--- TASK INPUTS ---

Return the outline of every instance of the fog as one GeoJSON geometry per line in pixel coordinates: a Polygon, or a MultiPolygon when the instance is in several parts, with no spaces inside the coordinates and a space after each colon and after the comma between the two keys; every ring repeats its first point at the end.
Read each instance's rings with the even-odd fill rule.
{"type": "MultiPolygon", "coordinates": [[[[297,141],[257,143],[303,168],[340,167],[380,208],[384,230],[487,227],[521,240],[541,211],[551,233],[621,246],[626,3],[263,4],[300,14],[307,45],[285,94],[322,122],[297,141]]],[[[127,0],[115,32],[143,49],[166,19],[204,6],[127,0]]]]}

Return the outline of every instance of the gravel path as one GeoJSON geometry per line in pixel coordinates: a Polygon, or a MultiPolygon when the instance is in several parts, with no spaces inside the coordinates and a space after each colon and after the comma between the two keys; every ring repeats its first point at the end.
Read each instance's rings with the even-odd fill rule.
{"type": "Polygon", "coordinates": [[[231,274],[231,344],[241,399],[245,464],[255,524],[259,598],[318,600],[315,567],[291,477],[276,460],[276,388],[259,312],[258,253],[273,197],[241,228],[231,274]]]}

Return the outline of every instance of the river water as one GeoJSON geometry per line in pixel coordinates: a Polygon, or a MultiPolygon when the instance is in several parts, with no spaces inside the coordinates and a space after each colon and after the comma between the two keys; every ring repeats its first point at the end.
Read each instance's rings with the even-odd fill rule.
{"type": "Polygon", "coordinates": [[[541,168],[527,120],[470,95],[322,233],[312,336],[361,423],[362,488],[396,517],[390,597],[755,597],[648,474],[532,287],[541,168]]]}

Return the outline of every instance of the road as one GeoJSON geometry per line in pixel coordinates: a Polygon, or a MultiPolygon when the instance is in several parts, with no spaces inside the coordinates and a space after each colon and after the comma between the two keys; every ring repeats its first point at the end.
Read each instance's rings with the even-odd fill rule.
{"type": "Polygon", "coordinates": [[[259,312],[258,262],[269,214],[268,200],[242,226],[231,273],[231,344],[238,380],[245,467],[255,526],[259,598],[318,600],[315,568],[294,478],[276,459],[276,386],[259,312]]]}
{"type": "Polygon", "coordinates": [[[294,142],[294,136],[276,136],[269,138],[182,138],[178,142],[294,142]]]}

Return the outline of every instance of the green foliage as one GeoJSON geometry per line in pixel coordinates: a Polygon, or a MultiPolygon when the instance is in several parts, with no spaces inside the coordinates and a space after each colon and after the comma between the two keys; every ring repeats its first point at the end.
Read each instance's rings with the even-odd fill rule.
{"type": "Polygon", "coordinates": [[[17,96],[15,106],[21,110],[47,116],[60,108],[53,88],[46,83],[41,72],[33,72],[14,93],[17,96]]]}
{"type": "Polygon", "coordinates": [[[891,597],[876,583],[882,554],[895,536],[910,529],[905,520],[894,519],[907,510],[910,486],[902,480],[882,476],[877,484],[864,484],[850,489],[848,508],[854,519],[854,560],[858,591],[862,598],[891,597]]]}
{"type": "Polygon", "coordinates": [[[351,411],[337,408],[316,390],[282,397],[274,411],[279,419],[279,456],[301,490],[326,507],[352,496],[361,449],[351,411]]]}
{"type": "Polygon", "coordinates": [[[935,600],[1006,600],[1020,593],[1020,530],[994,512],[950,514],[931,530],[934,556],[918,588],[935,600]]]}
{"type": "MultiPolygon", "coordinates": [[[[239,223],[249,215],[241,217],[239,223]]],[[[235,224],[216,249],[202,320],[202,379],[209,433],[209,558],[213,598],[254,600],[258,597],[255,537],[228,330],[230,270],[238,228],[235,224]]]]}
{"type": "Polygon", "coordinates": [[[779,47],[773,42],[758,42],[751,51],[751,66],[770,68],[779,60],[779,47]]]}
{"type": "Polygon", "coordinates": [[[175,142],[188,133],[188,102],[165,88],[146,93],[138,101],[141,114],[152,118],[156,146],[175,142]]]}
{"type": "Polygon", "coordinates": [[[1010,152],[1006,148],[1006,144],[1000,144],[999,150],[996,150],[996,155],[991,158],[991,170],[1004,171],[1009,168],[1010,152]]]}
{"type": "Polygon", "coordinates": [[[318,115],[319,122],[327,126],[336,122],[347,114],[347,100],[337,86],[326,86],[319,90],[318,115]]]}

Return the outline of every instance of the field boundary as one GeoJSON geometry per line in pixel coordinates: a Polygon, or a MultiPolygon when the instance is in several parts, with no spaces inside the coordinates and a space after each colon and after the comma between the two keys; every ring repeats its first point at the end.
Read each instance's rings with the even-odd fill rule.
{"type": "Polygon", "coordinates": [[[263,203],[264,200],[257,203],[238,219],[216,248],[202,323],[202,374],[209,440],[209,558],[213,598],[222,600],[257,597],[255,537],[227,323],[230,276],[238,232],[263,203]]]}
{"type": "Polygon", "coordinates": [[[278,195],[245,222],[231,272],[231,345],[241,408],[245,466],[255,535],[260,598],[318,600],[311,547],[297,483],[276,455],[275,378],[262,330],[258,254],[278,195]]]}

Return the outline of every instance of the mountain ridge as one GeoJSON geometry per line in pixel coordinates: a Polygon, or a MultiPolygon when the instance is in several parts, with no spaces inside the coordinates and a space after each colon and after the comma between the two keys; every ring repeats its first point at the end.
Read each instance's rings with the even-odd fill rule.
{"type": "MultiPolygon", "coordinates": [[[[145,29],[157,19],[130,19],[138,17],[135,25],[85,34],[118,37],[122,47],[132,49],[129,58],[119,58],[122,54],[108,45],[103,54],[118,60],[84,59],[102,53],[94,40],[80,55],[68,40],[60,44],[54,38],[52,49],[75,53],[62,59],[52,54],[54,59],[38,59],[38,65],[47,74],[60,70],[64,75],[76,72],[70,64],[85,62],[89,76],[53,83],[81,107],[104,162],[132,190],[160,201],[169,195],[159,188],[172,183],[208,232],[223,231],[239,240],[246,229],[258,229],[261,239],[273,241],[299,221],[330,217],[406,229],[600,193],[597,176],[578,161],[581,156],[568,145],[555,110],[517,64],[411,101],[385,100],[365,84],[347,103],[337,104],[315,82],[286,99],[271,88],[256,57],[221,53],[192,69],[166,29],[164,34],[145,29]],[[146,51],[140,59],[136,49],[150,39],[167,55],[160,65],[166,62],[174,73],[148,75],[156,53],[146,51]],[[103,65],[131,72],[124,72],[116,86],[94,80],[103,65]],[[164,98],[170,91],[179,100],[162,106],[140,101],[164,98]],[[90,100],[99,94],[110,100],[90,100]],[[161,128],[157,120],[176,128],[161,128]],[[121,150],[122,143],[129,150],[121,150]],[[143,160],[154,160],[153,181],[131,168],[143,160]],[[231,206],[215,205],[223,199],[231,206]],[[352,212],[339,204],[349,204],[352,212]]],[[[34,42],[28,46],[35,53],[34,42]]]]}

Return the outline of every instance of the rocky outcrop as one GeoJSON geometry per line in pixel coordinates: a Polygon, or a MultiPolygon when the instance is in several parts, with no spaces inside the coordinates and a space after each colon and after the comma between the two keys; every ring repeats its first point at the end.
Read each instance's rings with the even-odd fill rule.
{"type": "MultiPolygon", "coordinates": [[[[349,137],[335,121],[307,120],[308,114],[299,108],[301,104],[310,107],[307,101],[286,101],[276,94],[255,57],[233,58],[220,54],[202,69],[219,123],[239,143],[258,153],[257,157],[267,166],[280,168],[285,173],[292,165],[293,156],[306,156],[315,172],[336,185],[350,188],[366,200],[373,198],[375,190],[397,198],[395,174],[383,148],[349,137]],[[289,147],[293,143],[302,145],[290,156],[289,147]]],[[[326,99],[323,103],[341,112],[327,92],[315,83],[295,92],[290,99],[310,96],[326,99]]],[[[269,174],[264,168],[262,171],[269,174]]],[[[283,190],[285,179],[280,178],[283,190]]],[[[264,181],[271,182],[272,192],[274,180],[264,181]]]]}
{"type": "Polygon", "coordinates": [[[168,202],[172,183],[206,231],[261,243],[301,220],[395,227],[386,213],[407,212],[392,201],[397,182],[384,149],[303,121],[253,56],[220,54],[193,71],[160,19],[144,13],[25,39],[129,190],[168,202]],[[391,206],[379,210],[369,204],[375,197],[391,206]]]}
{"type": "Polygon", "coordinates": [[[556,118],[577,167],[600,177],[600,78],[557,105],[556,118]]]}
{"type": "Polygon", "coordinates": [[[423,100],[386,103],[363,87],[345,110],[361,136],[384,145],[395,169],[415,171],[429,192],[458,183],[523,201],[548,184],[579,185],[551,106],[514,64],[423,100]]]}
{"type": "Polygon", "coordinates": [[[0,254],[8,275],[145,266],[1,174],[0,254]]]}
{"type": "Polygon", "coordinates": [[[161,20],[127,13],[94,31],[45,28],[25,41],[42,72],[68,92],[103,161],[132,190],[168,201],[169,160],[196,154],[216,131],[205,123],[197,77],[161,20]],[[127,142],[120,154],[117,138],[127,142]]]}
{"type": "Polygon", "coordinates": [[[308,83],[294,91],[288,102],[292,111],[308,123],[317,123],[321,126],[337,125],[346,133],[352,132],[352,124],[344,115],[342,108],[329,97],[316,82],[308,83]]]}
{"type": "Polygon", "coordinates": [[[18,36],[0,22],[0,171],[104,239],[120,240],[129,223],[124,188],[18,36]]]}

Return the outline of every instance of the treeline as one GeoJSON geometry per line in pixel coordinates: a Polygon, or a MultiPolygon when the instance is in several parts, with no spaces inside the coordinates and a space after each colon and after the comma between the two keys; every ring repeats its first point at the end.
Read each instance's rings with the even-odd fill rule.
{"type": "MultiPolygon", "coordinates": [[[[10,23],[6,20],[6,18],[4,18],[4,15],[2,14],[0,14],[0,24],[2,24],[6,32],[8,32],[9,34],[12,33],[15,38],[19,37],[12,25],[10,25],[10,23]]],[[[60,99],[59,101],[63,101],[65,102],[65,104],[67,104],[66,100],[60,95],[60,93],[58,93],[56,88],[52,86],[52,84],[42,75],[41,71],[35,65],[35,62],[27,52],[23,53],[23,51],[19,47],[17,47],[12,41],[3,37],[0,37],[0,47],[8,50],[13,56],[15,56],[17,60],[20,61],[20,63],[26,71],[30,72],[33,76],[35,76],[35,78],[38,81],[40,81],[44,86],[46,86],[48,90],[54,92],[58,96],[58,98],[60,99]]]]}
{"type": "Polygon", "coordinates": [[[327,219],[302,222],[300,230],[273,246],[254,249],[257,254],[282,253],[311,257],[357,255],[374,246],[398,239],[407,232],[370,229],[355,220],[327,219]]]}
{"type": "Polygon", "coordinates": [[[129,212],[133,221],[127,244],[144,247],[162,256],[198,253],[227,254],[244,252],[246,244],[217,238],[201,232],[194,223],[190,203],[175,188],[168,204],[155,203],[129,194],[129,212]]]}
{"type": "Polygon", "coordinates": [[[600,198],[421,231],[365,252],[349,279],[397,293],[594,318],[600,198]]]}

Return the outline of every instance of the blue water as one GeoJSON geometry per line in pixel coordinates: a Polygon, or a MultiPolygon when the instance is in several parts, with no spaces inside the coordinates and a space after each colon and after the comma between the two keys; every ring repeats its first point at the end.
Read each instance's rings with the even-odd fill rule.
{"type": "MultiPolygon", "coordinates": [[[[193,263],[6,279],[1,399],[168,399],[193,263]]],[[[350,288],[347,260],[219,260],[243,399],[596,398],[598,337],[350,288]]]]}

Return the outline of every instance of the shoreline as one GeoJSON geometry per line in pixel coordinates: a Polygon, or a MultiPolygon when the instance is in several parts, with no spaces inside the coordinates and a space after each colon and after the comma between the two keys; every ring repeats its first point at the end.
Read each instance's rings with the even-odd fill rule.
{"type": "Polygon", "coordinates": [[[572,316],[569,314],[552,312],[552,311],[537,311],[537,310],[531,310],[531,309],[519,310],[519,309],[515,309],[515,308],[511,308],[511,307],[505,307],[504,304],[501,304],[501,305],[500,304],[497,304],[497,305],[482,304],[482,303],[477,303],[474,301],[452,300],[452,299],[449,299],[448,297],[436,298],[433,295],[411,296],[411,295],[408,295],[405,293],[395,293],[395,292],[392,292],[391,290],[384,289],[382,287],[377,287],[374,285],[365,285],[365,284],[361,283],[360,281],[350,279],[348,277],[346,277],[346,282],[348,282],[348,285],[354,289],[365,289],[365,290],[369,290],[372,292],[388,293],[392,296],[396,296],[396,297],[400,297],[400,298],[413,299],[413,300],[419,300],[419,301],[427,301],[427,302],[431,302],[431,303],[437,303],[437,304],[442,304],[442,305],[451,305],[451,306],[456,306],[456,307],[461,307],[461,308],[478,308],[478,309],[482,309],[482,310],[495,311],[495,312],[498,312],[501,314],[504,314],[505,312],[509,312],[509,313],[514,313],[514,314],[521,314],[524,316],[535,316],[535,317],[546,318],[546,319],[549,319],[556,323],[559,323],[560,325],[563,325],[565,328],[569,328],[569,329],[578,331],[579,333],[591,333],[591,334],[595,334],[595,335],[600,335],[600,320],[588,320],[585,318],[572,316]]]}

---

Please find each line in the data above that contains the string "water" and copy every such line in full, treating uppercase and lowercase as different.

**CORRECT RESULT**
Return the outline of every instance of the river water as one GeoJSON geometry per line in pixel coordinates: a Polygon, or a MultiPolygon when the instance is in several parts, with no spaces inside the coordinates and a space after each colon and after the comma between the two keys; every ring repeats its first point at the end.
Return the outline of every instance of the blue water as one GeoJSON geometry per line in pixel coordinates: a Polygon, or a MultiPolygon when the instance is in several parts, with no spaces inside the coordinates and a space after each colon and after the comma between the two keys; every ring repeats its first point at the end.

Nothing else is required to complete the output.